Work required: Starting at the first line of the data and stopping after the line that contains "[101,204,171,241]", write out every line again with each coordinate shifted up by 36. Omit the pictures.

Annotated coordinate records:
__________

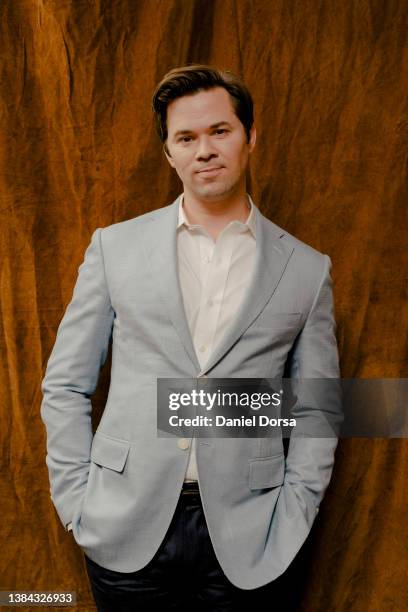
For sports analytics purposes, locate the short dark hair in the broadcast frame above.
[152,64,254,149]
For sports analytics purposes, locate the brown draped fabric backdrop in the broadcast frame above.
[0,0,408,612]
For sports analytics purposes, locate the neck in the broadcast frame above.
[183,192,250,235]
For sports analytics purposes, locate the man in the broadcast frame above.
[41,66,339,611]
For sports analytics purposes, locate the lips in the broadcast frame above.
[197,166,223,175]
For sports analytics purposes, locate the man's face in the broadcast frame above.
[166,87,256,201]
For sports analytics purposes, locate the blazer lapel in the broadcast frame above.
[137,195,293,376]
[141,195,201,372]
[200,205,293,375]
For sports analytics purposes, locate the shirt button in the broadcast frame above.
[177,438,190,450]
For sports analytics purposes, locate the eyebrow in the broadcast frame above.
[173,121,232,138]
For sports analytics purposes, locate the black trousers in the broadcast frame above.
[85,485,302,612]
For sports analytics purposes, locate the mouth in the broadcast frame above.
[197,166,223,176]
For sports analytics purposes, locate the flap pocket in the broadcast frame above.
[249,453,285,490]
[91,433,130,472]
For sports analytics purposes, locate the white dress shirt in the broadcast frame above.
[177,195,256,481]
[68,195,256,531]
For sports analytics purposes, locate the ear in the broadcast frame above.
[163,142,175,168]
[248,124,256,153]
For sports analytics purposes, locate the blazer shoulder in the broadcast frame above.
[265,217,330,264]
[101,204,171,241]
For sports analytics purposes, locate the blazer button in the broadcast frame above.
[177,438,190,450]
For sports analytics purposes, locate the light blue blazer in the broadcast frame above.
[41,196,339,589]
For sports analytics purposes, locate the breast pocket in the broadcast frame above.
[249,453,285,491]
[255,309,302,329]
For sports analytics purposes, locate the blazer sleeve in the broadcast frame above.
[284,255,343,528]
[41,228,114,528]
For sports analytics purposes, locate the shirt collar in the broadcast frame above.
[177,193,256,238]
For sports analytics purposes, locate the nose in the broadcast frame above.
[196,134,218,161]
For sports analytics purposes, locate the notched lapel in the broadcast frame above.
[200,207,294,374]
[140,196,200,372]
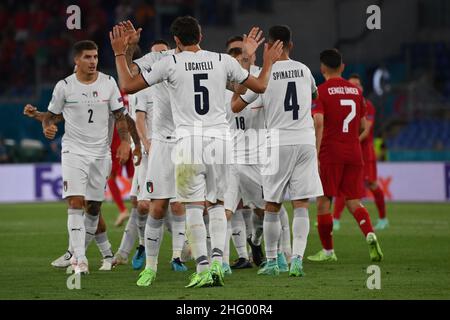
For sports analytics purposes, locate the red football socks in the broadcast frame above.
[317,213,333,250]
[353,207,373,236]
[371,187,386,219]
[333,197,345,220]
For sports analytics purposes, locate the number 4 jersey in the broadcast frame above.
[241,59,317,146]
[312,78,366,165]
[142,50,249,138]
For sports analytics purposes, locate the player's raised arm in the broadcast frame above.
[109,25,148,93]
[242,40,283,93]
[119,20,142,76]
[113,108,131,164]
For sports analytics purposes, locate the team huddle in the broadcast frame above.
[24,17,387,287]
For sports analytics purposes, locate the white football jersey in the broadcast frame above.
[135,88,153,139]
[48,72,123,158]
[142,50,249,138]
[241,59,317,145]
[133,50,175,141]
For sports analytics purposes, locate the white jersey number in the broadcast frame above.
[194,73,209,116]
[284,81,300,120]
[341,99,356,133]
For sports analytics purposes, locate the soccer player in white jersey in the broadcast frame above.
[232,26,323,276]
[110,17,282,287]
[225,45,291,272]
[42,40,130,273]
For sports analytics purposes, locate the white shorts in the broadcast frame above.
[175,136,231,203]
[262,144,323,203]
[143,139,176,200]
[61,153,112,201]
[237,164,266,209]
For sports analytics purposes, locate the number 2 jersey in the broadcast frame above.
[142,50,249,139]
[241,59,317,146]
[312,78,366,165]
[48,72,123,159]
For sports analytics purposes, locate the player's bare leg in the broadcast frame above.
[66,196,89,274]
[95,212,113,271]
[170,202,187,271]
[113,196,138,266]
[345,199,383,261]
[308,196,337,261]
[258,202,281,275]
[368,181,389,230]
[206,201,227,286]
[289,199,309,277]
[333,196,345,231]
[131,200,150,270]
[230,200,253,269]
[222,209,233,275]
[248,208,264,266]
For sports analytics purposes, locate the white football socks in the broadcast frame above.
[292,208,309,259]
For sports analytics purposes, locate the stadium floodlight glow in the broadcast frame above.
[372,68,390,96]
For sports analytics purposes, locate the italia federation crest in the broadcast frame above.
[147,181,153,193]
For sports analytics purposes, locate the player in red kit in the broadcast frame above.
[308,49,383,261]
[333,74,389,230]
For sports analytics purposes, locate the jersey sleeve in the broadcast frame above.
[365,99,375,121]
[309,70,317,94]
[311,94,324,116]
[223,55,250,83]
[109,77,124,111]
[136,89,153,113]
[141,57,173,86]
[48,80,65,114]
[241,89,259,104]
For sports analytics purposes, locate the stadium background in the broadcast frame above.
[0,0,450,298]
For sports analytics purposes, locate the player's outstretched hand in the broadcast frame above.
[119,20,142,46]
[23,104,37,118]
[116,141,131,164]
[263,40,283,64]
[242,27,265,56]
[43,124,58,140]
[133,146,142,167]
[109,25,129,55]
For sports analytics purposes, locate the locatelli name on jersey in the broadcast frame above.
[184,61,214,71]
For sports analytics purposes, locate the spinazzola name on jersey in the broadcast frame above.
[328,87,359,95]
[273,69,303,80]
[184,61,214,71]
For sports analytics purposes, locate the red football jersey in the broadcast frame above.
[361,99,377,163]
[312,78,366,165]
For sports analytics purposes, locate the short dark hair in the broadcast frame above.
[150,39,170,49]
[170,16,201,46]
[320,49,342,69]
[72,40,98,57]
[225,35,244,48]
[269,25,292,48]
[227,47,242,58]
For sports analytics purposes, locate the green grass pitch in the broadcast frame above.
[0,203,450,300]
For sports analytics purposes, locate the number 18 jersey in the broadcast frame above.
[312,78,366,165]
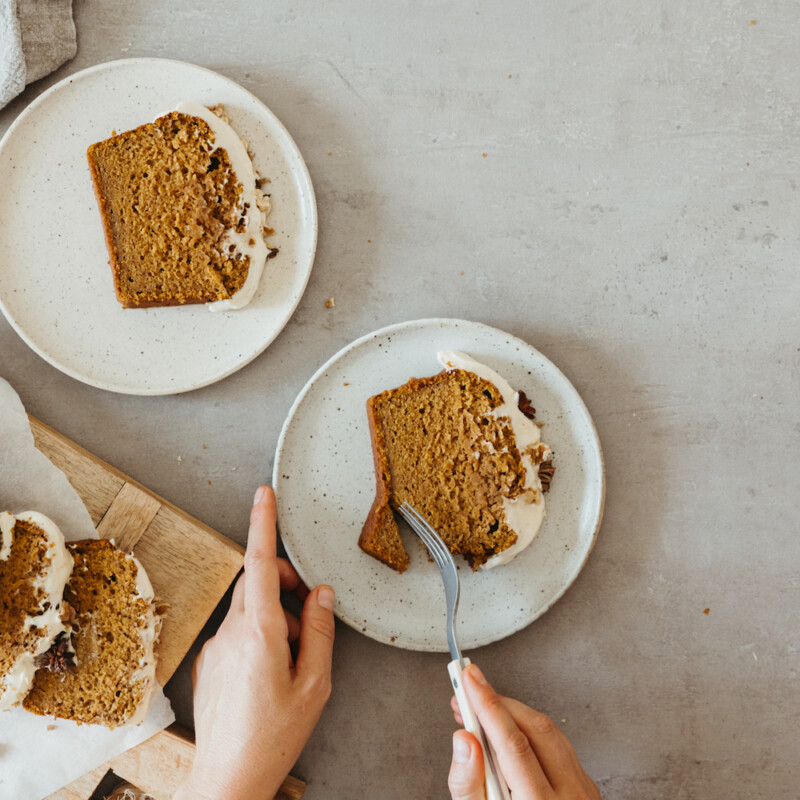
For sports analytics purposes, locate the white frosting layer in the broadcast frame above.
[125,555,161,725]
[0,511,73,711]
[0,511,17,561]
[437,350,550,569]
[175,102,269,311]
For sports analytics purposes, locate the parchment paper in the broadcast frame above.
[0,378,175,800]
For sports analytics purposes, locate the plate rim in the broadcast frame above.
[0,56,319,397]
[272,317,607,653]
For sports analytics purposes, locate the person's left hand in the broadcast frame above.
[174,486,334,800]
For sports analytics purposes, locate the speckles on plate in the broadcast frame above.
[0,58,317,394]
[274,320,604,652]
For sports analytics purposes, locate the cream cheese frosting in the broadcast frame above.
[437,350,551,569]
[0,511,73,711]
[0,511,17,561]
[125,554,161,725]
[175,102,269,311]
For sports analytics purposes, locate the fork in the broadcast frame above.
[397,503,511,800]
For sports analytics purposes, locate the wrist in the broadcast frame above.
[172,771,282,800]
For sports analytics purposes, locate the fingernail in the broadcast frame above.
[317,586,336,611]
[453,734,469,764]
[467,664,488,686]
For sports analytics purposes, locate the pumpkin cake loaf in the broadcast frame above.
[359,352,553,572]
[87,103,277,311]
[23,539,161,728]
[0,511,72,710]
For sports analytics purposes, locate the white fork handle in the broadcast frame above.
[447,658,511,800]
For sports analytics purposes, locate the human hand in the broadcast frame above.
[174,486,334,800]
[448,664,601,800]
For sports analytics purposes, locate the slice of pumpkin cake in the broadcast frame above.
[23,539,161,728]
[359,352,553,572]
[0,511,72,710]
[87,103,277,311]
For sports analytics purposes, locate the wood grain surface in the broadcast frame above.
[30,417,305,800]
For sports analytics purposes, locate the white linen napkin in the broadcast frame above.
[0,0,78,108]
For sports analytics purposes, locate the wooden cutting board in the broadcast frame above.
[30,417,305,800]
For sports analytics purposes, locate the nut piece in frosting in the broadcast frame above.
[87,103,274,311]
[0,511,72,710]
[359,351,552,572]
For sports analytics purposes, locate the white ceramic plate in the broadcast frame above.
[273,319,605,652]
[0,58,317,395]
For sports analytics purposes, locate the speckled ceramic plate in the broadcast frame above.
[0,58,317,394]
[273,319,605,652]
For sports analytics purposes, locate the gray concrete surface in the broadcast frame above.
[0,0,800,800]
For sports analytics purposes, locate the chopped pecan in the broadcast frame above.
[34,633,76,673]
[517,389,536,419]
[539,460,556,492]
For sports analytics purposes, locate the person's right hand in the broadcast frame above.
[448,664,601,800]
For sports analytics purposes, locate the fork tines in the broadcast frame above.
[397,503,452,568]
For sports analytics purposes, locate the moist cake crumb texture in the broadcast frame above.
[23,539,159,728]
[0,513,69,708]
[359,369,530,572]
[87,111,249,308]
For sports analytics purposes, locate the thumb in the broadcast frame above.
[447,731,486,800]
[297,586,336,683]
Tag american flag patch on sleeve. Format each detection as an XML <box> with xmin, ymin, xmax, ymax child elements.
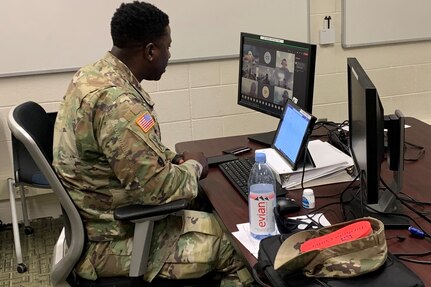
<box><xmin>136</xmin><ymin>112</ymin><xmax>154</xmax><ymax>133</ymax></box>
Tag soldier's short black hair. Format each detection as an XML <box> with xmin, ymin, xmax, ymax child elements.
<box><xmin>111</xmin><ymin>1</ymin><xmax>169</xmax><ymax>48</ymax></box>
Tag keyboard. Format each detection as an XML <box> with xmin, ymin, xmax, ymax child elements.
<box><xmin>218</xmin><ymin>158</ymin><xmax>286</xmax><ymax>200</ymax></box>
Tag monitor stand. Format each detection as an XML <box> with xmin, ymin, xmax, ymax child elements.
<box><xmin>343</xmin><ymin>190</ymin><xmax>410</xmax><ymax>230</ymax></box>
<box><xmin>248</xmin><ymin>131</ymin><xmax>276</xmax><ymax>147</ymax></box>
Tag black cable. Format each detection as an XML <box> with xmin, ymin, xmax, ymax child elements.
<box><xmin>380</xmin><ymin>179</ymin><xmax>431</xmax><ymax>237</ymax></box>
<box><xmin>404</xmin><ymin>141</ymin><xmax>425</xmax><ymax>161</ymax></box>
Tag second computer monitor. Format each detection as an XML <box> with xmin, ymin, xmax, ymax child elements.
<box><xmin>238</xmin><ymin>33</ymin><xmax>316</xmax><ymax>118</ymax></box>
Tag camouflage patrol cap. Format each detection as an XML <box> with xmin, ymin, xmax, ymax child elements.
<box><xmin>274</xmin><ymin>217</ymin><xmax>388</xmax><ymax>278</ymax></box>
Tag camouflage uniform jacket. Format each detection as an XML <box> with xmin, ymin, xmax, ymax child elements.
<box><xmin>53</xmin><ymin>53</ymin><xmax>202</xmax><ymax>279</ymax></box>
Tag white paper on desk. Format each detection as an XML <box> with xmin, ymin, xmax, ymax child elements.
<box><xmin>259</xmin><ymin>140</ymin><xmax>353</xmax><ymax>188</ymax></box>
<box><xmin>232</xmin><ymin>213</ymin><xmax>331</xmax><ymax>258</ymax></box>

__________

Result for this task:
For sports analytics purposes, locate the short dark hair in the broadcast frame above.
[188,100,290,185]
For sports analytics purposes, locate the brown draped fabric backdrop in the broadcast frame above.
[36,36,444,648]
For sports analytics purposes, locate the neck in the broadcast frame above.
[219,228,286,271]
For sports analytics purposes, locate the man in the broadcast frame above.
[77,102,375,647]
For sports analytics purposes, locate the lips in the broadcast frame above.
[233,202,259,211]
For sports analytics purposes, locate the man's face in the broadcast frame above.
[202,123,292,237]
For sports analytics purposes, locate the blazer lapel in the broadcast frame above.
[173,231,329,412]
[177,231,237,408]
[236,241,329,411]
For sports analytics purposes, locate the shirt button in the broadcast frame above.
[213,474,226,486]
For sports analytics purposes, locate the eyebrow in the broadcast frame above.
[209,157,268,174]
For sports analytics purposes, locate the black trousers in the broadcast frame above.
[121,521,338,648]
For sports analytics purposes, locate the mouth in the broadcast frame above.
[233,202,259,212]
For sports analytics purposes, locate the flap pocket in the broadcast frame above.
[285,489,321,526]
[127,469,166,508]
For sports analytics purposes, locate the white dress shirt in the broadcast frame above.
[213,231,292,517]
[104,231,292,567]
For sports analytics purposes, locate the ear in the broadcast frame above.
[199,178,211,204]
[284,160,292,189]
For sports analytics purposes, locate the blazer shoulder in the broadcast frame above.
[301,253,366,300]
[137,240,207,277]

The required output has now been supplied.